## What is expected
Each record must be repeated exactly. None may be dropped.

## The data
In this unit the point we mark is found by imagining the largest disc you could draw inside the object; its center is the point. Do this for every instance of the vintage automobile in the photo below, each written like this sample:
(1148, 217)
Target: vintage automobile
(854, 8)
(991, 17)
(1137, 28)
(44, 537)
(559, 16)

## Answer below
In this unit the point we mark is found by imagining the largest disc you could draw inside the object; its center is the point. Do this for every instance of the vintage automobile in the photo below, each written like this sample:
(1148, 217)
Target: vintage automobile
(854, 8)
(991, 17)
(1137, 28)
(44, 537)
(559, 16)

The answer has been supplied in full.